REQUEST
Reproduce the entire listing below verbatim, but omit the pictures.

SOURCE RECORDS
_____
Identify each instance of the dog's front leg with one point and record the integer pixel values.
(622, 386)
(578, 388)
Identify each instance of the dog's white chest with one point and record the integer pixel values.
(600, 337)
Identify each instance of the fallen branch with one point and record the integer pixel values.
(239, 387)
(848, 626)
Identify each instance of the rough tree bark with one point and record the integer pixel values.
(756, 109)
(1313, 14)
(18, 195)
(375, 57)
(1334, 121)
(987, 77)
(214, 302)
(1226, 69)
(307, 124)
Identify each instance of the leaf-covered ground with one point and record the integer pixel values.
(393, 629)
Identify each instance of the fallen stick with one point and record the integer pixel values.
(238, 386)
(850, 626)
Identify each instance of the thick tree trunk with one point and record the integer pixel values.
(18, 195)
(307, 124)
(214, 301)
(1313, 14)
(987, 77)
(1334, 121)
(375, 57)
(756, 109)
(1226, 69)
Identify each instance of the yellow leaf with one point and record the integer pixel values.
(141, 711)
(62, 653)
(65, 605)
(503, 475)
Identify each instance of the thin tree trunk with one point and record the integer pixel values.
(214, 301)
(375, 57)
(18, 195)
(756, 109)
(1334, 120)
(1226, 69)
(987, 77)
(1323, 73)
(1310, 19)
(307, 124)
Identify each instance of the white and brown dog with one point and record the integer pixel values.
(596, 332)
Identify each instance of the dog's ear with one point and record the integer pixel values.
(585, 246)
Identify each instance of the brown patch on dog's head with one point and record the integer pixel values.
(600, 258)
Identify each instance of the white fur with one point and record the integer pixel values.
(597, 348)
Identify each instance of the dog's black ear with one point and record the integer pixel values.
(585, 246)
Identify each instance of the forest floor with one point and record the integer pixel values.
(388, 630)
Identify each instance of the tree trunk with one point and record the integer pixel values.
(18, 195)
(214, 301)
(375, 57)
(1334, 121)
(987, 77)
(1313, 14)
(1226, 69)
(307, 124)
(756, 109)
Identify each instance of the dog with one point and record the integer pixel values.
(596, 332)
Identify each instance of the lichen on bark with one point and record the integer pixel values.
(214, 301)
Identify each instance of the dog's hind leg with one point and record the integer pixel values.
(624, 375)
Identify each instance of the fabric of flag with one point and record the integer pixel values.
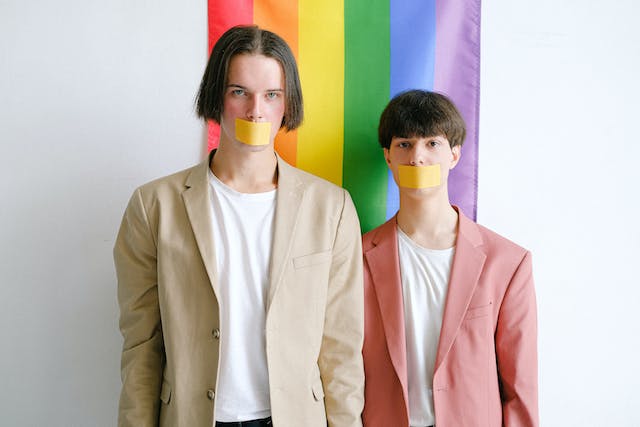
(353, 57)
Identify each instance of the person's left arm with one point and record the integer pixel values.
(516, 349)
(340, 358)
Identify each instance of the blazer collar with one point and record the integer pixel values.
(383, 264)
(468, 262)
(289, 197)
(197, 202)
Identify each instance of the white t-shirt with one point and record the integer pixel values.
(243, 231)
(425, 281)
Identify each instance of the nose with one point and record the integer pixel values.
(417, 156)
(254, 109)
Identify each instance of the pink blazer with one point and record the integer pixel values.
(486, 365)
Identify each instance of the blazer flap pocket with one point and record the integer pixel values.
(482, 310)
(312, 259)
(165, 393)
(317, 390)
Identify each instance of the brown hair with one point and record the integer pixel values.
(421, 113)
(249, 40)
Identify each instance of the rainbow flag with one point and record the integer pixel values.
(354, 56)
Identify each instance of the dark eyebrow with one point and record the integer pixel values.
(235, 85)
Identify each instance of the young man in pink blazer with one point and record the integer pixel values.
(450, 311)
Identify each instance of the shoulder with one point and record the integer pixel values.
(379, 234)
(313, 186)
(494, 245)
(168, 186)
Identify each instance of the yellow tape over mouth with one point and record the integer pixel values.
(253, 133)
(419, 176)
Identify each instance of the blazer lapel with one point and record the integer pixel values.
(288, 200)
(468, 262)
(197, 203)
(382, 261)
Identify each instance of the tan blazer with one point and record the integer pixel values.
(486, 371)
(167, 287)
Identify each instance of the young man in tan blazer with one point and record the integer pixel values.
(450, 311)
(240, 279)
_____
ANSWER TO THE EXERCISE
Identify each instance of the dog's front leg with one point and record the integer pixel values.
(622, 386)
(578, 388)
Identify each instance of the dog's white chest with one point and record the integer pixel values.
(600, 337)
Identify each instance of the fallen branch with one point and record the integer pixel values.
(239, 387)
(848, 626)
Identify each instance of the rough tree bark with one point and record the integer pixel values.
(756, 109)
(1313, 14)
(18, 195)
(375, 57)
(1334, 121)
(987, 77)
(214, 302)
(1226, 69)
(307, 124)
Identify each instance of the leaf-covered ground with one point and record the integer pixel values.
(393, 629)
Identify each instance of the fallen stick with one point and record the integer pixel values.
(238, 386)
(850, 626)
Identify each instance of the thick tree trunk with one point and record the integer pixel values.
(18, 195)
(307, 124)
(214, 301)
(1313, 14)
(987, 77)
(1334, 121)
(375, 57)
(756, 109)
(1226, 69)
Identify each instance of the yellow leaf with one point and record the integer pixel values.
(141, 711)
(62, 653)
(65, 605)
(503, 475)
Identify each instance of the thin tree trunk with one point and record the integer pixel values.
(214, 301)
(375, 57)
(18, 195)
(756, 109)
(1334, 120)
(1226, 69)
(987, 77)
(1323, 73)
(1310, 19)
(307, 124)
Identify each instance of the white and brown dog with one point and record the integer pixel values.
(596, 332)
Identify each instance of the dog's ear with one point and record the integer pixel values.
(585, 246)
Identify each instance of the brown patch on dog's head with one point and record the integer pixel values.
(600, 258)
Identify each instance of the white fur with one point and record the integer pixel values.
(597, 348)
Identify each instance of the dog's black ear with one point and record the integer pixel values.
(585, 246)
Identify each instance of the forest floor with one point and record the integer pixel values.
(388, 630)
Identify each instance of the tree trunk with one point and record the integer pixel values.
(18, 195)
(214, 301)
(375, 57)
(1334, 121)
(987, 77)
(1313, 14)
(1226, 69)
(307, 124)
(756, 109)
Identify each instance of the dog with one point and record the integer pixel values.
(596, 332)
Identify each instance of the lichen on bark with one point and record the integer pixel values.
(214, 301)
Identify each instance of the dog's hind leg with one point and record the integer pixel values.
(624, 375)
Identify each instance of the fabric of flag with one point and record the integer pixel values.
(353, 57)
Identify each instance of the person's left arm with one point and record the integer pixel values.
(516, 349)
(340, 358)
Identify each instance of the blazer collar with one point and record the integer pixel values.
(383, 264)
(468, 262)
(289, 197)
(197, 202)
Identify each instance of the white t-shirt with one point and record the integer pixel values.
(243, 231)
(425, 281)
Identify each instance of the nose with one point and record the integer pixel values.
(417, 156)
(254, 109)
Identify each instance of the pink blazer with one point and record the integer pixel values.
(486, 365)
Identify each instance of the blazer flap pocket with one point and record the integer pixel values.
(482, 310)
(312, 259)
(165, 393)
(317, 390)
Identify each instance of the brown hair with one point and record the integer pixel values.
(421, 113)
(249, 40)
Identify each instance of the rainbow flag with one point and record the integer pixel values.
(354, 56)
Identify each instance of the dark eyebrow with one point and record the integer pixel values.
(235, 85)
Identify each instance of the young man in pink blazer with one point and record the integer pixel values.
(450, 311)
Identify each instance of the shoulder with one point and record the integer pixel values.
(379, 234)
(313, 186)
(494, 245)
(168, 186)
Identify each instance of the yellow tape over mouth with one point and record the integer pixel values.
(253, 133)
(419, 176)
Identify each instance of the blazer lapel with one point and record the integer pixel values.
(288, 200)
(468, 262)
(197, 203)
(382, 261)
Identify each instance of the tan blazer with one point and record the integer pixel values.
(486, 371)
(167, 287)
Identify each instance of the young man in tan blazer with one point and record the integer pixel values.
(450, 311)
(240, 279)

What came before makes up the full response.